Job » Retype all of the material below character for character, keeping every line unchanged.

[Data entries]

● ● ●

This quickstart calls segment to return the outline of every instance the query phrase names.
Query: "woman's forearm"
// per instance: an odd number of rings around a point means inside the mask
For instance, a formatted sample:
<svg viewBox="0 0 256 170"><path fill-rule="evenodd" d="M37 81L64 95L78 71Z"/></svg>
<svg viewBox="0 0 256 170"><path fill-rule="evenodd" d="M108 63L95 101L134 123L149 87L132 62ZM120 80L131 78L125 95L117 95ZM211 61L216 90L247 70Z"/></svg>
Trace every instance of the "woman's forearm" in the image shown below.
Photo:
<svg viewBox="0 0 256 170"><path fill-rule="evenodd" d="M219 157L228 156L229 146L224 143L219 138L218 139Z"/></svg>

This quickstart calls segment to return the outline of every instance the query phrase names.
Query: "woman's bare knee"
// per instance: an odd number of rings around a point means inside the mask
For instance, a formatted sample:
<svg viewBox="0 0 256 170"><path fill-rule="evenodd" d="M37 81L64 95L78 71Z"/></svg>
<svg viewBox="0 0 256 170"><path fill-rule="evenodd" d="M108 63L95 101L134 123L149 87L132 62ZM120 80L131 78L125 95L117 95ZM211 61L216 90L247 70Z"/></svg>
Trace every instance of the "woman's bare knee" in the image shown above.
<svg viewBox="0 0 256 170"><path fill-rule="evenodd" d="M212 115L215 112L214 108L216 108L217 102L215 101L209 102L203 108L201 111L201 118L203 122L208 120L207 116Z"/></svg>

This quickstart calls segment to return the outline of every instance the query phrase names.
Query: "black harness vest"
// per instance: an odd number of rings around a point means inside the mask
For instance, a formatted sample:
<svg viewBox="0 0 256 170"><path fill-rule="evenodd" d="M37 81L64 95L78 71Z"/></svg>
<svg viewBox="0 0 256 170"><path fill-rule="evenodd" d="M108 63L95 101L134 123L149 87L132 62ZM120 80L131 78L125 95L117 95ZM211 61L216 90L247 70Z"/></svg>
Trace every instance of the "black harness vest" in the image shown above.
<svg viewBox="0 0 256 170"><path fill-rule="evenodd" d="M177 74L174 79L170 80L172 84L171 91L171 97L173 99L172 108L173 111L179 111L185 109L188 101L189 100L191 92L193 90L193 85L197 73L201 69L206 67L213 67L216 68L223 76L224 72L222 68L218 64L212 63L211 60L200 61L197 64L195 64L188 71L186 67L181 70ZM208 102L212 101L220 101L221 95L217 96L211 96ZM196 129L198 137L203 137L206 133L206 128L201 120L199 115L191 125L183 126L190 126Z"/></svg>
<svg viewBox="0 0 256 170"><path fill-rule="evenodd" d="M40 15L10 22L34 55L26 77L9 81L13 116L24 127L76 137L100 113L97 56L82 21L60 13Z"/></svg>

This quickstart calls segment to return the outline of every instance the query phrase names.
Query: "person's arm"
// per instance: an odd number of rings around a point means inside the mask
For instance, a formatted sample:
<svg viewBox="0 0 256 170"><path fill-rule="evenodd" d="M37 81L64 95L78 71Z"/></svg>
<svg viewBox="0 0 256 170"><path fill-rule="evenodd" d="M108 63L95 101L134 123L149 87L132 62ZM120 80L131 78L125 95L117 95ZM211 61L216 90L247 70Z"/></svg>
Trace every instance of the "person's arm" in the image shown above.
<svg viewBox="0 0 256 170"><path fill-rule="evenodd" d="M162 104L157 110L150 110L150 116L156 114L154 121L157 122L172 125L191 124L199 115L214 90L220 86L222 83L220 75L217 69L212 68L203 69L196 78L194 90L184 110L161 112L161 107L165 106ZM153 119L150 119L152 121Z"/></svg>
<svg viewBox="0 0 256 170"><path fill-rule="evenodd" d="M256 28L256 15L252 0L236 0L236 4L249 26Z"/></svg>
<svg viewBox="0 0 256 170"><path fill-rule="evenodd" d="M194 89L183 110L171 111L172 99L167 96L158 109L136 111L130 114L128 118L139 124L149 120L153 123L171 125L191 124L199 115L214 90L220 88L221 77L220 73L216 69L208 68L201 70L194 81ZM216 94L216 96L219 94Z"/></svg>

● ● ●

Written answer »
This quickstart calls segment to return the outline of every instance the query phrase names.
Query: "woman's forearm"
// per instance: an odd number of rings around a point means inside the mask
For instance, a formatted sample:
<svg viewBox="0 0 256 170"><path fill-rule="evenodd" d="M37 81L64 95L78 71Z"/></svg>
<svg viewBox="0 0 256 170"><path fill-rule="evenodd" d="M108 63L95 101L134 123L149 87L132 62ZM120 80L131 78L125 95L117 95ZM211 61L216 90L247 70Z"/></svg>
Trace every instance of the "woman's forearm" in the image shown below.
Photo:
<svg viewBox="0 0 256 170"><path fill-rule="evenodd" d="M219 157L228 156L229 146L224 143L219 138L218 139Z"/></svg>

This quickstart calls segment to return the outline of every instance the query phrase names.
Query: "woman's bare knee"
// per instance: an odd number of rings around a point means inside the mask
For instance, a formatted sample:
<svg viewBox="0 0 256 170"><path fill-rule="evenodd" d="M37 81L64 95L78 71Z"/></svg>
<svg viewBox="0 0 256 170"><path fill-rule="evenodd" d="M108 63L95 101L134 123L149 87L132 62ZM120 80L131 78L125 95L117 95ZM211 61L216 90L247 70Z"/></svg>
Trace every instance of the "woman's bare knee" in the image shown above.
<svg viewBox="0 0 256 170"><path fill-rule="evenodd" d="M212 115L215 112L214 108L216 108L217 102L215 101L209 102L203 108L201 111L201 118L203 122L208 120L207 116Z"/></svg>

This quickstart calls segment to return the outline of every instance the query phrase names.
Query: "black harness vest"
// per instance: an odd number of rings around a point means inside the mask
For instance, a formatted sample:
<svg viewBox="0 0 256 170"><path fill-rule="evenodd" d="M37 81L64 95L78 71Z"/></svg>
<svg viewBox="0 0 256 170"><path fill-rule="evenodd" d="M108 63L95 101L134 123L149 87L132 62ZM120 80L131 78L125 95L117 95ZM211 61L216 90L247 70Z"/></svg>
Trace every instance of the "black harness vest" in the image shown above.
<svg viewBox="0 0 256 170"><path fill-rule="evenodd" d="M177 74L174 79L170 80L172 84L171 91L171 97L173 99L172 108L173 111L179 111L185 109L188 101L189 100L191 92L193 90L193 85L197 73L201 69L206 67L213 67L216 68L223 76L224 72L222 68L218 64L212 63L211 60L200 61L197 64L195 64L188 71L186 67L181 70ZM208 102L212 101L220 101L221 95L217 96L211 96ZM196 129L198 137L203 137L206 133L206 128L201 120L199 115L191 125L183 126L190 126Z"/></svg>
<svg viewBox="0 0 256 170"><path fill-rule="evenodd" d="M40 15L10 22L34 55L26 77L9 81L13 116L24 127L76 137L100 113L97 56L82 21L60 13Z"/></svg>

This quickstart calls segment to return the outline of every instance the query phrase names.
Query: "person's arm"
// per instance: an odd number of rings around a point means inside the mask
For instance, a formatted sample:
<svg viewBox="0 0 256 170"><path fill-rule="evenodd" d="M37 81L64 95L78 71Z"/></svg>
<svg viewBox="0 0 256 170"><path fill-rule="evenodd" d="M108 63L95 101L134 123L149 87L132 62ZM120 80L131 78L125 95L117 95ZM211 61L216 90L247 70Z"/></svg>
Trace every instance of the "person's arm" in the image shown above.
<svg viewBox="0 0 256 170"><path fill-rule="evenodd" d="M162 104L157 110L150 110L150 116L156 114L154 121L157 122L172 125L191 124L199 115L214 90L220 86L222 83L220 75L217 69L212 68L203 69L196 78L194 90L184 110L161 112L161 107L165 106ZM153 119L150 119L152 121Z"/></svg>
<svg viewBox="0 0 256 170"><path fill-rule="evenodd" d="M256 28L256 15L252 0L236 0L236 4L249 26Z"/></svg>
<svg viewBox="0 0 256 170"><path fill-rule="evenodd" d="M194 89L183 110L171 111L172 99L167 96L158 109L136 111L130 114L128 118L139 124L149 120L153 123L171 125L191 124L199 115L214 90L220 88L221 77L220 73L216 69L208 68L201 70L194 81ZM216 94L216 96L219 94Z"/></svg>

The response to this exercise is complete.